(Data to process)

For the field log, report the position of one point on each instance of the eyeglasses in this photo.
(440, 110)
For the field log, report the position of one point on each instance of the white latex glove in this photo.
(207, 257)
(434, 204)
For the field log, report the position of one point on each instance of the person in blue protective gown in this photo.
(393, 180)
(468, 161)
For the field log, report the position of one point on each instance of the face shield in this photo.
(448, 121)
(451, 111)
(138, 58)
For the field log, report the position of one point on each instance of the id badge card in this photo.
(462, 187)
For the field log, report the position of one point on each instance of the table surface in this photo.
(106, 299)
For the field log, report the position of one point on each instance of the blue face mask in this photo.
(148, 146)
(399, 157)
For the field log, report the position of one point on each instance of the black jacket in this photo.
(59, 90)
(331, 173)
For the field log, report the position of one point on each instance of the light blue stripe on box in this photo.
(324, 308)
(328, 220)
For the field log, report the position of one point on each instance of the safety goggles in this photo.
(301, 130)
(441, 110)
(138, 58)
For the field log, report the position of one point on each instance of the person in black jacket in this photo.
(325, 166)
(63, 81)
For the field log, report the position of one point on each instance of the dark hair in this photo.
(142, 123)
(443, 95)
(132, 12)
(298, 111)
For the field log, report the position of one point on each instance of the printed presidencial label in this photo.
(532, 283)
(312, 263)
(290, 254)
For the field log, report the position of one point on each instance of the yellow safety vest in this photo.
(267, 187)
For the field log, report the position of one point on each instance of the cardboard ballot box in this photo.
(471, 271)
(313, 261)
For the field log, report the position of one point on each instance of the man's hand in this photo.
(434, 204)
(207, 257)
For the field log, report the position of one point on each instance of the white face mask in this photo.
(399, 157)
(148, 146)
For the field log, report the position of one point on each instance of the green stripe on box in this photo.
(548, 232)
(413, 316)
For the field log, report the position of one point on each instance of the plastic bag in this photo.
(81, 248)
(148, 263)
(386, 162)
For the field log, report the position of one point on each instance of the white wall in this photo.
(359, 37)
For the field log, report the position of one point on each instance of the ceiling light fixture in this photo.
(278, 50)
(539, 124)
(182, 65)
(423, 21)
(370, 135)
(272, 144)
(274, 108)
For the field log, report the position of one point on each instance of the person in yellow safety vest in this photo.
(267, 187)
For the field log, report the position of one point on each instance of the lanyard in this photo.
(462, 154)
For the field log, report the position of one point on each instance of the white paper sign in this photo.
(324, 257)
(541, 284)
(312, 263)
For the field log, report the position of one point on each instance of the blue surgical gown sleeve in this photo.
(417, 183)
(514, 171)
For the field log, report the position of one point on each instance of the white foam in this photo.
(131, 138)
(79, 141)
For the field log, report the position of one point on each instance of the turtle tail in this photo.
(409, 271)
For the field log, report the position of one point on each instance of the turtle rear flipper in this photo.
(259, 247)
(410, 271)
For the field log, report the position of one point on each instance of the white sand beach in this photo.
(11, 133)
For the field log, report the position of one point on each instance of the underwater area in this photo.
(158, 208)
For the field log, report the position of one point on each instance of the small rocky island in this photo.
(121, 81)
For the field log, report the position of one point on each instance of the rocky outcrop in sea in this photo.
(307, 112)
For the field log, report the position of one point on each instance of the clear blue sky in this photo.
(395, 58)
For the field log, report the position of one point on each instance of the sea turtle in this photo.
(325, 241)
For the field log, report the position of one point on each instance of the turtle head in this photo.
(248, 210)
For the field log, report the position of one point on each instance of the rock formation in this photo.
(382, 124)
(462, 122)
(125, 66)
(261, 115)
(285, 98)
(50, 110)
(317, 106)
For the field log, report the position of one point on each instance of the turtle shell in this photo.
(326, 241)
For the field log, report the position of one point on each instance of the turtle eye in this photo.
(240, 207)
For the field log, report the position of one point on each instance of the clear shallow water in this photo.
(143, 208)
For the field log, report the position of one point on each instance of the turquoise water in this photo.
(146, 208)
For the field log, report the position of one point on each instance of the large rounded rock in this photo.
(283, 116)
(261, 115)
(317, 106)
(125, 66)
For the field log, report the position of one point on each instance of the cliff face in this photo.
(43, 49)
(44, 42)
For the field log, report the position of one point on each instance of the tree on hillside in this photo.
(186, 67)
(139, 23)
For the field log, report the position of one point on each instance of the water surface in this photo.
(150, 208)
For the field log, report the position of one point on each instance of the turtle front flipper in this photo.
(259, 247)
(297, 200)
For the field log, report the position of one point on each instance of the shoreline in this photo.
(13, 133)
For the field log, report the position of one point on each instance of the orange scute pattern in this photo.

(End Data to process)

Set down all of the data above again, exactly.

*Exercise solution*.
For the field log, report the position of one point on each instance of the eyeglasses in this photo.
(440, 110)
For the field log, report the position of one point on each instance of the white latex glove in this photo.
(207, 257)
(434, 204)
For the field log, report the position of one point on each instance of the person in blue protective gown in this photo.
(393, 180)
(468, 161)
For the field log, report the position of one point on each instance of the face shield in this photo.
(448, 121)
(451, 111)
(138, 58)
For the field log, report the position of one point on each instance of the id badge card in this photo.
(462, 187)
For the field log, report the position of one point on each instance of the table surface in this photo.
(106, 299)
For the field log, report the position of one point on each instance of the blue face mask in this photo.
(148, 146)
(399, 157)
For the field log, report the position of one point on each instance of the black jacket in this photo.
(59, 90)
(331, 173)
For the field log, report the position of one point on each instance of the light blue stripe on box in this photo.
(324, 308)
(328, 220)
For the field log, report the position of one point on each instance of the safety goggles in this photo.
(301, 130)
(441, 110)
(138, 58)
For the field log, report the position of one point on each instance of the person in black jacket in this photo.
(325, 166)
(63, 81)
For the field log, report the position of one point on each instance of the dark hair in this photo.
(142, 123)
(443, 95)
(132, 12)
(298, 111)
For the field log, report the position of one point on each instance of the printed presidencial label in this photo.
(532, 283)
(312, 263)
(290, 254)
For the field log, report the position of one point on each instance of the yellow safety vest in this photo.
(267, 187)
For the field log, report the position of one point on each instance of the cardboard ballot box in this photo.
(471, 271)
(313, 261)
For the field log, report the position of one point on each instance of the man's hand in this photo.
(434, 204)
(207, 257)
For the field log, report the position of one point on each instance of the white face mask in this photo.
(399, 157)
(148, 146)
For the field log, report the position of one point on each instance of the green stripe on box in this photo.
(548, 232)
(413, 316)
For the field log, report the position of one point on each instance of the plastic bag in this photo.
(81, 248)
(148, 263)
(386, 162)
For the field log, report the position of one point on each instance of the white wall in this photo.
(359, 37)
For the field log, report the position of one point on each instance of the ceiling light fixture in this photo.
(278, 50)
(539, 124)
(182, 65)
(423, 21)
(370, 135)
(272, 144)
(274, 108)
For the field log, report the position of one point on each instance of the person in yellow safety vest in this photo.
(267, 187)
For the field log, report the position of one point on each instance of the lanyard in this photo.
(462, 154)
For the field log, report the position of one point on each instance of the white paper sign in this photo.
(324, 257)
(541, 284)
(312, 263)
For the field log, report the position of one point on each instance of the blue surgical gown sleeve in this photo.
(417, 183)
(514, 171)
For the field log, report the position of one point on each instance of the white foam in this photo.
(131, 138)
(79, 141)
For the field log, report the position of one point on each instance of the turtle tail in this photo.
(409, 271)
For the field log, report the position of one point on each instance of the turtle rear flipper in this photo.
(259, 247)
(410, 271)
For the field log, report the position of one point on each instance of the white sand beach in this photo.
(11, 133)
For the field log, report the position of one point on each instance of the underwater area in this photo.
(158, 208)
For the field log, report the position of one point on each instance of the small rocky island in this photo.
(121, 81)
For the field log, report the position of one point on each instance of the rocky outcrop in sea in this photo.
(307, 112)
For the field log, report the position of one point on each instance of the clear blue sky in this photo.
(395, 58)
For the field log, report the position of one point on each instance of the sea turtle in this photo.
(325, 241)
For the field log, report the position of one point on each instance of the turtle head in this photo.
(248, 210)
For the field log, report the position of one point on each instance of the rock formation in this photo.
(382, 124)
(462, 122)
(125, 66)
(261, 115)
(285, 98)
(50, 110)
(317, 106)
For the field log, report the position of one point on each instance of the turtle shell in this photo.
(326, 241)
For the field log, report the position of one point on each instance of the turtle eye in this photo.
(240, 207)
For the field log, report the position of one point on each instance of the clear shallow water in this photo.
(143, 208)
For the field log, report the position of one point on each instance of the turquoise water in this photo.
(146, 208)
For the field log, report the position of one point on each instance of the large rounded rock in this photo.
(283, 116)
(261, 115)
(317, 106)
(125, 66)
For the field log, report the position of one point on each instance of the cliff face in this photo.
(43, 49)
(44, 42)
For the field log, report the position of one point on each instance of the tree on hillside in this photo.
(186, 67)
(139, 23)
For the field log, report the position of one point on each instance of the water surface in this photo.
(150, 208)
For the field log, report the position of one point on each instance of the turtle front flipper in this photo.
(259, 247)
(297, 200)
For the field log, report the position of one point on each instance of the shoreline in this photo.
(13, 133)
For the field log, report the position of one point on each instance of the orange scute pattern in this photo.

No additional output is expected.